SET OF TASKS:
A. Transcribe everything in the sentence-embedding notebook from "descriptions_matrix[i,] = vector" down to "data_matrix = np.concatenate([descriptions_matrix,data], axis=1)".
B. In one to three sentences, explain why the sentence-embedding notebook creates descriptions_matrix with len(data) rows and vector_length columns.
QUOTED PASSAGE: Begin
In [1]:
import pandas as pd
import numpy as np
import spacy
import gensim
import random
import time


# Word Embedding
from sentence_transformers import SentenceTransformer

# Created functions
from text_cleaning import TextCleaner
from Vectorize import to_vector
from Experimentations import ParamSearch


  from .autonotebook import tqdm as notebook_tqdm


# Variables 

In [4]:
vector_length = 768

# Data Import

In [7]:
# Data import
# Relative Path of the dataset, change for your dataset
dataset_name = "cpn120"
file_path = 'data/'

if dataset_name == "cpn27":
    data = pd.read_csv(file_path+'CPN27.csv', delimiter=",")
elif dataset_name == "cpn120":
    data = pd.read_csv(file_path+'CPN27.csv', delimiter=",")
# else:
#     data = pd.read_csv(r'your-path/your-file.csv', delimiter=",")


# Model

In [8]:
# Timer
start = time.time()

model = SentenceTransformer('sentence-transformers/LaBSE')

descriptions_matrix = np.zeros( # creatign an empty matrix
    (
        len(data),          # the number of data points
        vector_length       # the number of components of the word embedding
    )
)

# Matrix filling 
# Change to the name of the descriptions of your dataset.
for i,description in enumerate(data.iloc[:,1]):
    vector = model.encode(description)
    descriptions_matrix[i,] = vector

# Concatenate the matrix with the data of each observation
data_matrix = np.concatenate([descriptions_matrix,data], axis=1)


# Remove of the 'Nan' data
data_matrix = data_matrix[~pd.isnull(data_matrix[:,:vector_length]).any(axis=1)]


end = time.time()
print("Exceution time:", end-start)

Exceution time: 203.36830377578735


# AC-PLT

In [None]:
from AC_PLT import AC_PLT

parameters = {'n_clusters': np.arange(50, 1800, 50)}
ac_plt = AC_PLT()

file_name = r'{}_{}_results.csv'.format(dataset_name, ac_plt.__class__.__name__)

clf_acplt = ParamSearch(ac_plt, parameters)
clf_acplt.fit(data_matrix[:, :vector_length], data_matrix[:, vector_length+2],file_name)

# Naive Bayes

In [None]:
from Experimentations import ParamSearch
from sklearn.naive_bayes import GaussianNB

parameters = {'var_smoothing': np.geomspace(1e-06, 1e+02, num=9)}
proc = GaussianNB()

file_name = r'{}_{}_results.csv'.format(dataset_name, proc.__class__.__name__)

clf = ParamSearch(proc, parameters)
QUOTED PASSAGE: End
AVAILABLE DATA: Begin
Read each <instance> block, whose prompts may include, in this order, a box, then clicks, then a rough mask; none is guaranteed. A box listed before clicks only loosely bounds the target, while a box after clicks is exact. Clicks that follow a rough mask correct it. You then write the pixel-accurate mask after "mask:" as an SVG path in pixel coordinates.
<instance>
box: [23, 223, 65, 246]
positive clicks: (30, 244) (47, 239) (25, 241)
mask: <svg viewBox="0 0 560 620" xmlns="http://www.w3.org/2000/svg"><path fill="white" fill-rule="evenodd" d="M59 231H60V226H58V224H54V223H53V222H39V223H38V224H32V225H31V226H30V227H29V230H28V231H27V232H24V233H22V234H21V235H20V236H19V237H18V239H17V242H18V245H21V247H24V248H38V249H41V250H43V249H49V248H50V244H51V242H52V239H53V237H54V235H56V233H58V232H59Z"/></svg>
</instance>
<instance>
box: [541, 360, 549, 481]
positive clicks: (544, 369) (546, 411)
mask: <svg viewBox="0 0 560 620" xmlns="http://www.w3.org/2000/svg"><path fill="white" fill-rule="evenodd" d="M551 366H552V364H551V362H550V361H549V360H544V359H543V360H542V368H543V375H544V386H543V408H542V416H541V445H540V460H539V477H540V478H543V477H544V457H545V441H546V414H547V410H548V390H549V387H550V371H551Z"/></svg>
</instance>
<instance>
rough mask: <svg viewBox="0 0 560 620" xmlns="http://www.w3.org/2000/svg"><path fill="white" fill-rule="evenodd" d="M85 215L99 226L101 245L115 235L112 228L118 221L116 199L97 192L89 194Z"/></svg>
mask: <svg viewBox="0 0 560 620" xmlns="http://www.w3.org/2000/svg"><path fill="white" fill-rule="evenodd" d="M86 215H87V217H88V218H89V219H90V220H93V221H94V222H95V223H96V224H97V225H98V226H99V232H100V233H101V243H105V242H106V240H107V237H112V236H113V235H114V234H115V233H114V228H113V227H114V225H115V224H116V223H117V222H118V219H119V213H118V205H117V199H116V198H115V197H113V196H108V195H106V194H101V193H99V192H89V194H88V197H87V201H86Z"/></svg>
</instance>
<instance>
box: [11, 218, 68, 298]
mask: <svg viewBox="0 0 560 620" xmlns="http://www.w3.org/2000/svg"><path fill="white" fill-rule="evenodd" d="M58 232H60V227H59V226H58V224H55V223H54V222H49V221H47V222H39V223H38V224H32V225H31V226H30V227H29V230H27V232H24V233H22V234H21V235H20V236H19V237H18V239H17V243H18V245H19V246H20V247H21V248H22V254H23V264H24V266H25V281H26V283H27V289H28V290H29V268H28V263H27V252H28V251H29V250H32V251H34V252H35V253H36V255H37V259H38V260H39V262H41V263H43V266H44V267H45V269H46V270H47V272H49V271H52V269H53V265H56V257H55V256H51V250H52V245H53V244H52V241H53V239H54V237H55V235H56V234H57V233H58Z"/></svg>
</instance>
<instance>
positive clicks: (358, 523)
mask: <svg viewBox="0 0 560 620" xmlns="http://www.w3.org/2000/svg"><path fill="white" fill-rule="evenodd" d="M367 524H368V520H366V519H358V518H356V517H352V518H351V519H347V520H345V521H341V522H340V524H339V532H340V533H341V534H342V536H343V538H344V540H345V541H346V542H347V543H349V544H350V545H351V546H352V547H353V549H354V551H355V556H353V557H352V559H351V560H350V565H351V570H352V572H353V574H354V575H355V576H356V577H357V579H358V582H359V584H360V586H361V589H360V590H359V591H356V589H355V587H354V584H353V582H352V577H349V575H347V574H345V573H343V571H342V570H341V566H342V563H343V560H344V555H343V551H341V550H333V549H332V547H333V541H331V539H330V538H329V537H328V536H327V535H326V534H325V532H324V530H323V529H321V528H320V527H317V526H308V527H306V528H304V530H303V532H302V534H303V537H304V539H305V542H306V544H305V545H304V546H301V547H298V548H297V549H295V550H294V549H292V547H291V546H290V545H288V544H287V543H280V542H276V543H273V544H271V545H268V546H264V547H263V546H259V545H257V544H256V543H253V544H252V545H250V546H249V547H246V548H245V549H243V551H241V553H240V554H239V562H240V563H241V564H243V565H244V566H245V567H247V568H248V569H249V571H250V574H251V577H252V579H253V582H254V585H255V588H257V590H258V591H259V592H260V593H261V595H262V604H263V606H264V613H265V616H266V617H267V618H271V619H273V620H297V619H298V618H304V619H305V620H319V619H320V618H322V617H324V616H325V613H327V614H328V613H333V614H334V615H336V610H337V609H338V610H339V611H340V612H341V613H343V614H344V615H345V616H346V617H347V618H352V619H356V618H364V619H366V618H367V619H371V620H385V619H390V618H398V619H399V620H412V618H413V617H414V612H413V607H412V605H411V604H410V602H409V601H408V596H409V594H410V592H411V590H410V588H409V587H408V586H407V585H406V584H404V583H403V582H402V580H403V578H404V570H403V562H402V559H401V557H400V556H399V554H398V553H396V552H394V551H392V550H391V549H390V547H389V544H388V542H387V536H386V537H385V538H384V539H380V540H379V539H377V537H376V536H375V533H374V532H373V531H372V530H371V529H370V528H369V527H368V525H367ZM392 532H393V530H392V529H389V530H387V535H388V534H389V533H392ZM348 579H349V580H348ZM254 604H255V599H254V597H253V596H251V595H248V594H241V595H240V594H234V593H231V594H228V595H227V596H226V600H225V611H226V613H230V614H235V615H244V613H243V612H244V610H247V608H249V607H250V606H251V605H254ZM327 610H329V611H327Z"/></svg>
AVAILABLE DATA: End
SOLUTIONS PER TASK:
A.
descriptions_matrix[i,] = vector

# Concatenate the matrix with the data of each observation
data_matrix = np.concatenate([descriptions_matrix,data], axis=1)

B. The rows stand for the number of data points. The columns stand for the number of components of the word embedding, which vector_length sets to 768.